Work to complete:
1. Print the commuting column below between "By TheObserver - 21" and "they are accustomed.", inclusive.
2. Answer these from the commuting column below:
(a) On what does the writer carry the bike when using the park and ride option?
(b) What speed range does the writer give for the cars in morning traffic?
(c) Over how many years has the writer observed the relative behavior of cyclists and drivers?

--- START OF Document passage ---

By TheObserver - 21 January 2010 52

Over the last number of years I have both driven to work or cycled.  Also, like a lot of folk I do the park and ride option – and have the pushie on the carrier, park in the Triangle or somewhere else where I don’t have to pay the exorbitant parking fees that keep Stanhope and his crew in the manner to which they are accustomed. 

On that wise, whenever the redoubtable Chief Minister is doing his regular blether session on Chief Minister talkback (or rather Chief Minister dominating the airwaves, interrupting and not answering the question) he never ever indicates that he will give up his free parking and, well, you, know, lead by example, when the Parliamentary Triangle becomes a further source of $$$$ to his administration.

But I digress.  Firstly let me say that there is a harmony on the roads between on-road cyclists and motorists.  There are those cyclists who seem determined to die under the wheels of a car, and those few drivers perfectly happy to facilitate that outcome.  Every morning I see the Armstrong wannabes weaving in and out of moving blocks of traffic – the cars are going 60-80kmh – the cyclists seem to want to do the same speed – largley by coming into congress with the cars – and they will achieve that speed, albeit for a short period of time before being turned into a piece of corned silverside.  It is but a matter of time.  But how often do we see the cyclists blame the drivers and vice versa?  I have news for both groups – for the most part it is the two wheeled road users that are to blame  -at least on my observations of relative behaviour in the last 5 years.

--- END OF Document passage ---
--- START OF Recorded information ---

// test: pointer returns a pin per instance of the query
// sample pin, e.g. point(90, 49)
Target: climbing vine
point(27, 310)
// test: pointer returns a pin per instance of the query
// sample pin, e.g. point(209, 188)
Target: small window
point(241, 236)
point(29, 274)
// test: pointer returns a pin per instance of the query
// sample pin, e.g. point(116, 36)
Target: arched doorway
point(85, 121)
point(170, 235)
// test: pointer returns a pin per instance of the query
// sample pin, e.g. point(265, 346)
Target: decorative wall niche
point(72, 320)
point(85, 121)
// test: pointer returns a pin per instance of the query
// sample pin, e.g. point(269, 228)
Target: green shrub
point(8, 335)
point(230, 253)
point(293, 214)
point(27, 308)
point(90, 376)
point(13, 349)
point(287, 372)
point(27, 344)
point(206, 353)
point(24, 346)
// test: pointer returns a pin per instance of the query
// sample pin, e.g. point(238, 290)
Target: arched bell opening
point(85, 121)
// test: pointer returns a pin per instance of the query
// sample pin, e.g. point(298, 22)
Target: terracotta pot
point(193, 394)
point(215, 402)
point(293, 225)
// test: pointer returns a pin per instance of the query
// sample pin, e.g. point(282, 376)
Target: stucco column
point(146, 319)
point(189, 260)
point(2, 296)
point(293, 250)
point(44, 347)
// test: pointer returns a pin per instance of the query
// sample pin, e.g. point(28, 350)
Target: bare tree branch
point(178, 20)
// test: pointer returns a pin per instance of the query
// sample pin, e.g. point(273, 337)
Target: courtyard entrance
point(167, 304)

--- END OF Recorded information ---

Solutions to each task:
1.
By TheObserver - 21 January 2010 52

Over the last number of years I have both driven to work or cycled.  Also, like a lot of folk I do the park and ride option – and have the pushie on the carrier, park in the Triangle or somewhere else where I don’t have to pay the exorbitant parking fees that keep Stanhope and his crew in the manner to which they are accustomed.

2.
(a) The carrier
(b) 60-80kmh
(c) The last 5 years